Records from a data collection:
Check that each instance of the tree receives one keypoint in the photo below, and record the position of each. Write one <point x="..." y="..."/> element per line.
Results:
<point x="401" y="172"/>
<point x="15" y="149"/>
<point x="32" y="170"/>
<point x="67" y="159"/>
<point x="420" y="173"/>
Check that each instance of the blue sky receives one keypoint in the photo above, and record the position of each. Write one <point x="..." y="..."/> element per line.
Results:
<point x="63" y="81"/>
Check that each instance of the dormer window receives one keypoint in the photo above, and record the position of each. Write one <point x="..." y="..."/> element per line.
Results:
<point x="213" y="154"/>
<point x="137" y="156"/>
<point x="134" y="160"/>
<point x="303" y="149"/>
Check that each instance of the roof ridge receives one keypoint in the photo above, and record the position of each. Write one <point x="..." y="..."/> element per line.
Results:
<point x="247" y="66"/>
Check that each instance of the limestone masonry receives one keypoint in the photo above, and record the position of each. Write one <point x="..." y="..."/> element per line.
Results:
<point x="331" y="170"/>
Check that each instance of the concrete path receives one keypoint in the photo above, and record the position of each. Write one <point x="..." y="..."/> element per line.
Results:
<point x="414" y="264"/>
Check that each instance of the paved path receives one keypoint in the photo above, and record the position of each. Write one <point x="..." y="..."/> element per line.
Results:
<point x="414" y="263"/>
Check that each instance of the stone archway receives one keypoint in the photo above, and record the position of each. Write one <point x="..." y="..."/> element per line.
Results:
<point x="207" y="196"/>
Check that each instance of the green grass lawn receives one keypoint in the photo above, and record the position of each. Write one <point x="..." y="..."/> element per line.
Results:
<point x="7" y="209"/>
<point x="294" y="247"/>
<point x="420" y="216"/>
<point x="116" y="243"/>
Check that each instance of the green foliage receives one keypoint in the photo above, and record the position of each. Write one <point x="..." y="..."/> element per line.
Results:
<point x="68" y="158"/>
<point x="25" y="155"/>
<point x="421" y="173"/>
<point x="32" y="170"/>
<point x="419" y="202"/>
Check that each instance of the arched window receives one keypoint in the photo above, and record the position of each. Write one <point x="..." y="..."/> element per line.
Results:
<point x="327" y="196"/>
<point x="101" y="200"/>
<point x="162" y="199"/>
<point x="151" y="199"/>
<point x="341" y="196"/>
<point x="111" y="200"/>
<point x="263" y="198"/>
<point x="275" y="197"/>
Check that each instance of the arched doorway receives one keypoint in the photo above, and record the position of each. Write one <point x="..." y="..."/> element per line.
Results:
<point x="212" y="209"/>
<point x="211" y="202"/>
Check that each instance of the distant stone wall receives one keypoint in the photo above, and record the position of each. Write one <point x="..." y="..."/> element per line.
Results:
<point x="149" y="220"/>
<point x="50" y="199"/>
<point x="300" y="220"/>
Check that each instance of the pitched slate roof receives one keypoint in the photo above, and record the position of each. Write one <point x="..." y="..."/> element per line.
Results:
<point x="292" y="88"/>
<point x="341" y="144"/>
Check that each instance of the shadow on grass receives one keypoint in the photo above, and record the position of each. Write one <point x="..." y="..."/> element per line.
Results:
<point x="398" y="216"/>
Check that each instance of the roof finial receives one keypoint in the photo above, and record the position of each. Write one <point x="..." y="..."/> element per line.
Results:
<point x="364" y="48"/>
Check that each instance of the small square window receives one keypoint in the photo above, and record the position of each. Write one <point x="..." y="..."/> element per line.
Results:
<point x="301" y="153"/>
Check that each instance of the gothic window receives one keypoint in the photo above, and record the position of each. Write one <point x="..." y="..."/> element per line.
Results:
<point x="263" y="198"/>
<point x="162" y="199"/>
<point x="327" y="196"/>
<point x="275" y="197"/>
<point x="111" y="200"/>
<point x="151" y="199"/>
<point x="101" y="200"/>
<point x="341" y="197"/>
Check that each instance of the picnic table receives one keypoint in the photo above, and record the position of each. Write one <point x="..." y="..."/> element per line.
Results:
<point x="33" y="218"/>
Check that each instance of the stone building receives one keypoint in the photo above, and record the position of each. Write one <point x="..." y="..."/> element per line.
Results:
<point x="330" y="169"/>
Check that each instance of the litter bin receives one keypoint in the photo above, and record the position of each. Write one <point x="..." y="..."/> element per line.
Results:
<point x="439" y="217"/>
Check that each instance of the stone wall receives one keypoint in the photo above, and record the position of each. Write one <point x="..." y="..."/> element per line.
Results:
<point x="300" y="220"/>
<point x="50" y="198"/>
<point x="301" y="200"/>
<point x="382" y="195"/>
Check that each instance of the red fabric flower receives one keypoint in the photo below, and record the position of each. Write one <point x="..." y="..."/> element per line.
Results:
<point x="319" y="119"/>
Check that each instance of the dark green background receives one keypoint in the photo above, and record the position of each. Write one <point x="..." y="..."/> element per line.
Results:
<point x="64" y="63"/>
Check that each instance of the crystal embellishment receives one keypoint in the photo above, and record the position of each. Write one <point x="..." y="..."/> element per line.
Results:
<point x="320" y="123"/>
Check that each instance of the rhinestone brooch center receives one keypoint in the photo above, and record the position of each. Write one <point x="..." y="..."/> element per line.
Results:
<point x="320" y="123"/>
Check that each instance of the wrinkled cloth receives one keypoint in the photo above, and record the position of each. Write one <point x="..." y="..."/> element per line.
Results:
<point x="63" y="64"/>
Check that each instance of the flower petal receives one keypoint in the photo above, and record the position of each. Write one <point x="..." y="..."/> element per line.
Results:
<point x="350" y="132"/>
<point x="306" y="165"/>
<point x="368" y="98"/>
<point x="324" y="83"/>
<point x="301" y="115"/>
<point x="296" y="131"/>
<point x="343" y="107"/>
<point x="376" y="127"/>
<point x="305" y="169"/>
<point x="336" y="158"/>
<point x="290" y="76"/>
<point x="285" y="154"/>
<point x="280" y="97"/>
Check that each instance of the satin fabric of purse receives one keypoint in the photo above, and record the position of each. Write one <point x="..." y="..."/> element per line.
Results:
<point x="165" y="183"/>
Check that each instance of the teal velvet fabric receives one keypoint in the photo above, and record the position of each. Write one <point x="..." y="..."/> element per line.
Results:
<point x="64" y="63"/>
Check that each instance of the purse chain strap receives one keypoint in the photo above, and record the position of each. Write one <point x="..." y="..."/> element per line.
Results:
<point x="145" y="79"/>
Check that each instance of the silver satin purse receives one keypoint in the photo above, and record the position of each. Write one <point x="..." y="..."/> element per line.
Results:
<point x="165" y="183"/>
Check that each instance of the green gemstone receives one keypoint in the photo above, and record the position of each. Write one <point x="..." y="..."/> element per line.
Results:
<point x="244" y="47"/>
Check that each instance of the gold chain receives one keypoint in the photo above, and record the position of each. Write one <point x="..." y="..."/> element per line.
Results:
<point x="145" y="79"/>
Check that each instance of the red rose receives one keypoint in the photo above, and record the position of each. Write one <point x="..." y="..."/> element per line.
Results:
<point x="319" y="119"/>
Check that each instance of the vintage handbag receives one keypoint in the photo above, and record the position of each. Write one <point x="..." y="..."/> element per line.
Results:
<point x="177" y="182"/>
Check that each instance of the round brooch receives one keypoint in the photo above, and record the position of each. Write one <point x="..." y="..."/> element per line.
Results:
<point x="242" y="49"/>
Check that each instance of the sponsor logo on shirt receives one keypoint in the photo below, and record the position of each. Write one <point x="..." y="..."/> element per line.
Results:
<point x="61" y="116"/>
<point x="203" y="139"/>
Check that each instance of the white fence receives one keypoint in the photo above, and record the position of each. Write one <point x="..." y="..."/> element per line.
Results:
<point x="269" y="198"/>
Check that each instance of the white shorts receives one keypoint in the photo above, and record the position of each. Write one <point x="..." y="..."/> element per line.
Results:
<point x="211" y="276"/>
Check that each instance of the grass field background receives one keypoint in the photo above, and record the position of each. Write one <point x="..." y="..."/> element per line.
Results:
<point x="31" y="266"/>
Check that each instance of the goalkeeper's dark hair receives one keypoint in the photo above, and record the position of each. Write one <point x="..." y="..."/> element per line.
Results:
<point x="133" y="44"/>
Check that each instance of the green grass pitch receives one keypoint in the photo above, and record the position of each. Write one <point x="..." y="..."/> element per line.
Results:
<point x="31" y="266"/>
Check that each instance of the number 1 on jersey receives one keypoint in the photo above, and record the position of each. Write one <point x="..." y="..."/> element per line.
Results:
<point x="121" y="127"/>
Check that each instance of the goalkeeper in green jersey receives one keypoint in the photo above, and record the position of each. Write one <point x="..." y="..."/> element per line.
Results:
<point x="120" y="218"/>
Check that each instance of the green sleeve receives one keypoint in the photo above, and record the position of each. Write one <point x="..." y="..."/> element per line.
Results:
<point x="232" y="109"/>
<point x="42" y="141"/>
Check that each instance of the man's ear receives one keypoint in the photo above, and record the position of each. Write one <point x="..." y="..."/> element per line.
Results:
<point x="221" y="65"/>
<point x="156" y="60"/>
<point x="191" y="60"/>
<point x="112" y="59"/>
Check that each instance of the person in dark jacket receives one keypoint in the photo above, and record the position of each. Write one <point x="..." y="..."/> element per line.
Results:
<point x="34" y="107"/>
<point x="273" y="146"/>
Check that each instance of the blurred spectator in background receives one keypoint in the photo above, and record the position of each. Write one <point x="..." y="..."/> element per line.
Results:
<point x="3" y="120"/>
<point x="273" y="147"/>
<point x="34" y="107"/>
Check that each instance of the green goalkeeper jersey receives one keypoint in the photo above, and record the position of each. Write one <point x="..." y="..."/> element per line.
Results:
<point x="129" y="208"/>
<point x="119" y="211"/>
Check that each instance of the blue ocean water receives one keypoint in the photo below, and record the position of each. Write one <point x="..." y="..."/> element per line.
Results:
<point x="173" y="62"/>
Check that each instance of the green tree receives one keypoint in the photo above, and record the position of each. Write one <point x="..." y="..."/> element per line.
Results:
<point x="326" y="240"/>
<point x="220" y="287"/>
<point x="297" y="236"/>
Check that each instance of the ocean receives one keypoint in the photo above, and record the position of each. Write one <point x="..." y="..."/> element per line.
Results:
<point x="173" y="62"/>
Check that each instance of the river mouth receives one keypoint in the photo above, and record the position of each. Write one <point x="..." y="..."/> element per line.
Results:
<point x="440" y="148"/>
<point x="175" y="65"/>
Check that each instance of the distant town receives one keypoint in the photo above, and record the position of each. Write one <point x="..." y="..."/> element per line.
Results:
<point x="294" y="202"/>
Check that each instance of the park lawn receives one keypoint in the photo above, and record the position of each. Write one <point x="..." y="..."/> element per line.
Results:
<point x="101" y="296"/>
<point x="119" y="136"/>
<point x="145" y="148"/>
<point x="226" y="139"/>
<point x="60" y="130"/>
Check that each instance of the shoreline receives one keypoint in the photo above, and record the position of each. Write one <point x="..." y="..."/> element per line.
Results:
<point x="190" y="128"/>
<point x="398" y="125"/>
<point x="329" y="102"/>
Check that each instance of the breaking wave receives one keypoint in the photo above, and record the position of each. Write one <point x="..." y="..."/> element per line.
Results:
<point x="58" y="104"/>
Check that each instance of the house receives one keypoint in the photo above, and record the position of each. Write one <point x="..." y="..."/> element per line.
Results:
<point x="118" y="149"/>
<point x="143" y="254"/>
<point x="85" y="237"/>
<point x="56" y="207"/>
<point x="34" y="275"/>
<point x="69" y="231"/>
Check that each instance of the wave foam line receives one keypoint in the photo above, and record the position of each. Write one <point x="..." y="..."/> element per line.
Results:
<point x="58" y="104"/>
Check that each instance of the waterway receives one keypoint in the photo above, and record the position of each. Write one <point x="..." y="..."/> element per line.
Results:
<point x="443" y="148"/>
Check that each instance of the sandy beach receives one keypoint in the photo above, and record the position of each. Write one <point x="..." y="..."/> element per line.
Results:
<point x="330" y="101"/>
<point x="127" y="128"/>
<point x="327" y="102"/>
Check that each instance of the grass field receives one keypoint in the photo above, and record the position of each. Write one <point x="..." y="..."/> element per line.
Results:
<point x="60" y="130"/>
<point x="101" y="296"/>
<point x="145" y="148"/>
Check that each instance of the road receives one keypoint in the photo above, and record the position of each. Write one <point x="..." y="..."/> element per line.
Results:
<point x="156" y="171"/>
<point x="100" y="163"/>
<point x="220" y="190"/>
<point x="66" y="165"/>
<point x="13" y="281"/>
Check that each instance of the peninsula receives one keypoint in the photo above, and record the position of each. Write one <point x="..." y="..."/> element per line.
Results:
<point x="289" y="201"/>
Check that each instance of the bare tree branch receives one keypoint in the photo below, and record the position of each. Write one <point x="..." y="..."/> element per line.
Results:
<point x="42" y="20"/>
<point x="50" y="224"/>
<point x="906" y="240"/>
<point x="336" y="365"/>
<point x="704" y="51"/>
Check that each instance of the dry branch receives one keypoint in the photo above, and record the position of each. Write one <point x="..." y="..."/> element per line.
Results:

**WORK TASK:**
Say how many lines in the records hold the string "chain", please, and add no other words.

**YOUR SOLUTION:**
2